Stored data
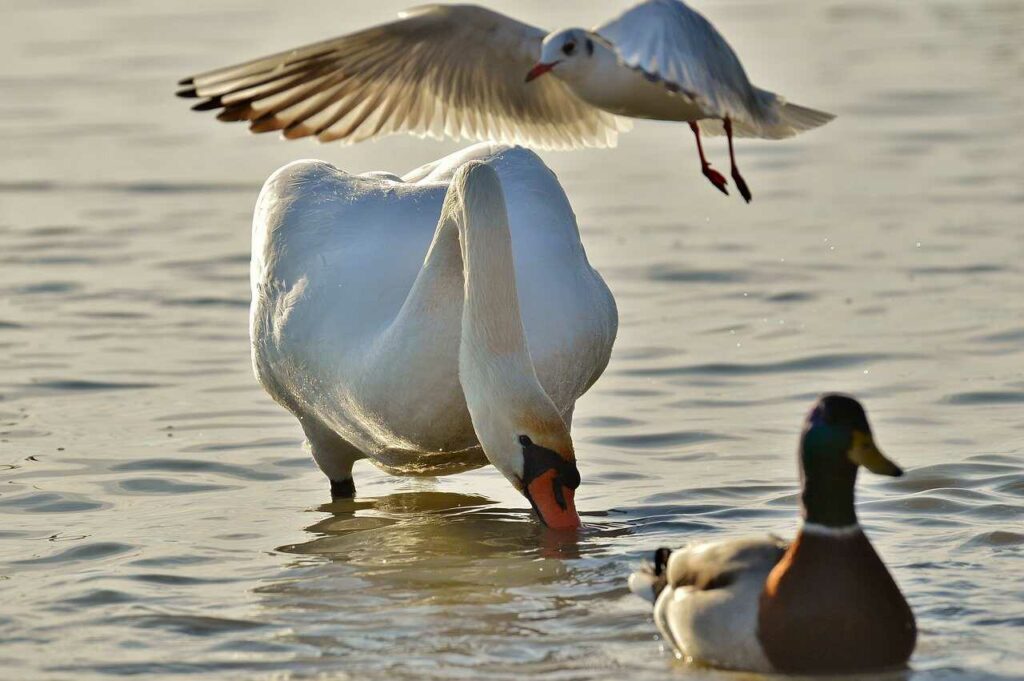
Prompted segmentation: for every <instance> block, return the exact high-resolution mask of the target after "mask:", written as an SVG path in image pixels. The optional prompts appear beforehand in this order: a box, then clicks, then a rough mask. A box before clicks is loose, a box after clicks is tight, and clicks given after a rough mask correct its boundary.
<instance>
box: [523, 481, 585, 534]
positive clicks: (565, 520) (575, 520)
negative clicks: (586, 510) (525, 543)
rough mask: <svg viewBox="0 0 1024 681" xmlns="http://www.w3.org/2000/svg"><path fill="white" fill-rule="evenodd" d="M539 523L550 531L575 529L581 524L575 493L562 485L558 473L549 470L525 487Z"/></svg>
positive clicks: (562, 482) (569, 487)
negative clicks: (534, 507) (575, 498)
mask: <svg viewBox="0 0 1024 681" xmlns="http://www.w3.org/2000/svg"><path fill="white" fill-rule="evenodd" d="M526 494H527V497H528V498H529V501H531V502H532V503H534V507H535V508H536V509H537V514H538V515H540V516H541V521H542V522H543V523H544V524H546V525H548V526H549V527H551V528H552V529H575V528H577V527H579V526H580V525H581V524H582V523H581V521H580V514H579V513H577V510H575V502H574V501H573V497H574V495H575V491H574V490H572V488H571V487H569V486H568V485H566V484H564V483H563V482H562V480H561V479H560V477H559V475H558V471H556V470H554V469H551V470H548V471H546V472H544V473H542V474H541V475H540V476H538V477H536V478H534V480H531V481H530V483H529V484H528V485H527V486H526Z"/></svg>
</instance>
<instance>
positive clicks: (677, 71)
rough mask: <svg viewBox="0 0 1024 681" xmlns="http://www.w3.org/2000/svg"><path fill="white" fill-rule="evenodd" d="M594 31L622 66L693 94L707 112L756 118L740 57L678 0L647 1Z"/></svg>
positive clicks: (751, 96)
mask: <svg viewBox="0 0 1024 681" xmlns="http://www.w3.org/2000/svg"><path fill="white" fill-rule="evenodd" d="M595 33H597V34H598V35H600V36H602V37H603V38H605V39H607V40H608V41H610V42H611V44H612V46H613V47H614V48H615V51H616V52H617V53H618V57H620V58H621V59H622V60H623V62H624V63H625V65H627V66H629V67H631V68H633V69H637V70H639V71H641V72H643V73H644V74H645V75H647V76H648V77H649V78H652V79H657V80H659V81H662V82H664V83H665V84H666V85H667V86H668V87H669V88H670V89H672V90H674V91H678V92H680V93H682V94H684V95H686V96H688V97H690V98H691V99H694V100H695V101H696V102H697V103H698V104H699V105H700V108H701V109H703V111H705V112H706V113H707V114H708V115H709V116H711V117H716V118H725V117H726V116H728V117H729V118H731V119H733V120H734V121H737V122H739V123H745V122H754V121H757V118H758V114H759V112H760V105H759V99H758V95H757V93H756V91H755V88H754V87H753V86H752V85H751V82H750V80H748V78H746V74H745V72H744V71H743V67H742V65H741V63H740V62H739V58H738V57H736V54H735V52H733V51H732V48H731V47H729V44H728V43H727V42H725V38H723V37H722V35H721V34H720V33H719V32H718V31H717V30H716V29H715V27H714V26H712V25H711V22H709V20H708V19H706V18H705V17H703V16H702V15H701V14H699V13H698V12H696V11H694V10H693V9H690V8H689V7H688V6H686V5H685V4H684V3H682V2H680V1H679V0H647V2H642V3H640V4H638V5H636V6H634V7H632V8H631V9H628V10H627V11H626V12H624V13H623V14H622V15H621V16H618V17H617V18H614V19H612V20H611V22H609V23H608V24H605V25H603V26H600V27H598V28H597V29H596V30H595Z"/></svg>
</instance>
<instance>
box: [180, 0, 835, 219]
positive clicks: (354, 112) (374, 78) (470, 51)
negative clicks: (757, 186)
mask: <svg viewBox="0 0 1024 681" xmlns="http://www.w3.org/2000/svg"><path fill="white" fill-rule="evenodd" d="M546 74H550V75H549V76H548V77H547V78H542V76H544V75H546ZM179 85H180V86H181V87H182V89H180V90H179V91H178V93H177V94H178V95H179V96H182V97H203V98H204V100H203V101H201V102H199V103H198V104H196V105H195V107H194V108H193V109H195V110H196V111H208V110H220V113H219V114H218V115H217V118H218V119H219V120H221V121H249V122H250V126H249V127H250V130H252V131H253V132H269V131H271V130H281V131H282V133H283V134H284V136H285V137H286V138H288V139H294V138H297V137H307V136H315V137H316V138H317V139H318V140H321V141H324V142H327V141H333V140H340V141H343V142H347V143H354V142H358V141H362V140H366V139H375V138H379V137H383V136H385V135H390V134H395V133H399V132H409V133H412V134H415V135H419V136H430V137H435V138H443V137H444V136H449V137H453V138H455V139H462V138H468V139H478V140H494V141H500V142H507V143H518V144H524V145H527V146H531V147H535V148H575V147H581V146H613V145H614V144H615V141H616V137H617V135H618V133H620V132H625V131H627V130H629V129H630V128H631V127H632V121H631V119H634V118H641V119H653V120H662V121H679V122H686V123H688V124H689V126H690V129H691V130H692V131H693V135H694V137H695V138H696V143H697V153H698V154H699V157H700V170H701V172H702V173H703V175H705V176H706V177H707V178H708V179H709V180H710V181H711V182H712V184H714V185H715V186H716V187H718V188H719V189H720V190H721V191H722V193H724V194H728V189H727V188H726V186H727V180H726V178H725V177H724V176H723V175H722V174H721V173H719V172H718V171H717V170H715V169H713V168H712V167H711V164H710V163H709V162H708V159H707V158H706V157H705V154H703V147H702V145H701V143H700V135H701V133H703V134H705V135H719V134H723V133H724V134H725V135H726V136H727V138H728V140H729V161H730V163H731V166H732V173H731V174H732V179H733V181H734V182H735V183H736V187H737V188H738V189H739V193H740V194H741V195H742V196H743V198H744V199H745V200H746V201H748V202H750V200H751V193H750V189H749V188H748V186H746V182H745V181H744V180H743V177H742V175H740V173H739V169H738V168H737V167H736V161H735V154H734V152H733V147H732V140H733V137H734V136H737V137H760V138H764V139H781V138H784V137H792V136H793V135H795V134H797V133H799V132H802V131H804V130H809V129H811V128H816V127H818V126H820V125H823V124H824V123H827V122H828V121H830V120H831V119H833V118H834V117H833V116H831V115H830V114H826V113H824V112H819V111H815V110H813V109H807V108H805V107H799V105H797V104H793V103H788V102H786V101H785V99H784V98H783V97H781V96H779V95H777V94H775V93H774V92H769V91H767V90H762V89H760V88H758V87H755V86H754V85H753V84H751V81H750V80H749V79H748V77H746V73H745V72H744V71H743V67H742V65H741V63H740V62H739V58H738V57H737V56H736V54H735V52H733V51H732V48H731V47H729V44H728V43H727V42H726V41H725V38H723V37H722V35H721V34H720V33H719V32H718V31H717V30H716V29H715V27H714V26H712V24H711V23H710V22H709V20H708V19H707V18H705V17H703V16H702V15H701V14H700V13H698V12H697V11H695V10H693V9H692V8H690V7H689V6H687V5H686V4H685V3H683V2H680V1H679V0H647V1H646V2H641V3H639V4H637V5H635V6H634V7H632V8H631V9H628V10H627V11H626V12H624V13H623V14H622V15H620V16H618V17H616V18H614V19H612V20H610V22H608V23H607V24H604V25H602V26H599V27H598V28H596V29H594V30H592V31H587V30H585V29H567V30H563V31H556V32H554V33H548V32H547V31H544V30H542V29H539V28H537V27H532V26H529V25H527V24H523V23H521V22H517V20H516V19H514V18H511V17H509V16H506V15H504V14H501V13H498V12H495V11H492V10H488V9H485V8H483V7H478V6H476V5H425V6H422V7H417V8H414V9H410V10H408V11H404V12H402V13H401V14H399V18H398V20H396V22H391V23H390V24H383V25H381V26H376V27H373V28H370V29H366V30H364V31H358V32H356V33H352V34H349V35H346V36H341V37H340V38H333V39H330V40H326V41H323V42H318V43H313V44H311V45H307V46H305V47H299V48H296V49H293V50H289V51H287V52H281V53H279V54H273V55H270V56H264V57H261V58H258V59H253V60H251V61H246V62H244V63H240V65H237V66H233V67H226V68H223V69H216V70H214V71H209V72H206V73H203V74H200V75H198V76H193V77H191V78H186V79H184V80H182V81H180V83H179Z"/></svg>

(What is being asked)
Count the lines above that contain the string "clicks", treating uppercase and lowercase as different. Reply with the number alone.

(Output)
9